- _Exercise passage_
Phillies: Top 5 worst free agent signings of the last decade
#2. AJ Burnett
Similar to that of Papelbon, the signing of AJ Burnett prior to the 2014 season reeked of desperation. Despite finishing fourth in the NL East the year prior, the Phillies seemed determined to buy their way back into relevancy. Still employing a rotation which consisted of Roy Halladay, Cliff Lee, and Cole Hamels, the Phillies felt just *one* more starting pitcher might do the trick.
Just a few days before spring training was set to kick off, the Phillies agreed to terms on a one-year deal with Burnett. The contract was set to be worth $15 million, had a limited “no-trade clause”, and also included both a mutual and player option for the 2015 season.
This was a huge commitment for the Phillies at the time. The team had progressively gotten worse the last two seasons, and already employed one of the largest payrolls in all of baseball. Burnett added no sort of value in terms of the future, and his no-trade clause/high salary pretty much made him unmovable. If Burnett didn’t help tip the scales in the Phillies favor, it would simply be a wasted season.

- _Complete the following_
1. Answer the following from the passage on the Burnett signing.
(a) Where did the Phillies finish in the NL East the year before the signing?
(b) What was Burnett's contract set to be worth?
(c) What options for the 2015 season did the deal include?
2. Duplicate the passage on the Burnett signing from "Phillies: Top 5" to "the 2015 season.".
3. Write the next part of the passage on the Burnett signing, continuing after its last sentence.

- _Excerpted records_
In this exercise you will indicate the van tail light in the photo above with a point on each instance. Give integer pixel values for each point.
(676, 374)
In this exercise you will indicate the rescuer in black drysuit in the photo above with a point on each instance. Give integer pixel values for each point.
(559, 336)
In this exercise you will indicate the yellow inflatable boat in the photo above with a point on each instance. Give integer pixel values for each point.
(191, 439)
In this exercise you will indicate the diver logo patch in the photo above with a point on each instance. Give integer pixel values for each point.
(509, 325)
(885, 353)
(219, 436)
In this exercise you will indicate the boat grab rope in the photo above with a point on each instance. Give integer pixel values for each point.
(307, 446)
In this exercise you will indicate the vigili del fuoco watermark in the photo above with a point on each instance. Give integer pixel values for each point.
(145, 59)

- _Your responses_
1.
(a) Fourth.
(b) $15 million.
(c) Both a mutual option and a player option.

2.
Phillies: Top 5 worst free agent signings of the last decade
#2. AJ Burnett
Similar to that of Papelbon, the signing of AJ Burnett prior to the 2014 season reeked of desperation. Despite finishing fourth in the NL East the year prior, the Phillies seemed determined to buy their way back into relevancy. Still employing a rotation which consisted of Roy Halladay, Cliff Lee, and Cole Hamels, the Phillies felt just *one* more starting pitcher might do the trick.
Just a few days before spring training was set to kick off, the Phillies agreed to terms on a one-year deal with Burnett. The contract was set to be worth $15 million, had a limited “no-trade clause”, and also included both a mutual and player option for the 2015 season.

3.
Obviously, Burnett did not tip said scales. Just a few weeks into his Phillies career, it was revealed that he had a hernia injury. Forgoing surgery, Burnett opted for pain-relieving cortisone shots with the intention of pitching the entire season.
Burnett would proceed to make 34 starts for the Phillies in 2014. He finished the year with a 4.59 ERA and led the entire MLB in losses (18), earned runs (109), and walks (96). Truly a disastrous season.
Both Burnett and the Phillies would forego their options for the following season, and Burnett would return to Pittsburgh. Pitching in his final season, the 17 year pro would have the best year of his career, being selected to his first and only All-Star game. Good for him.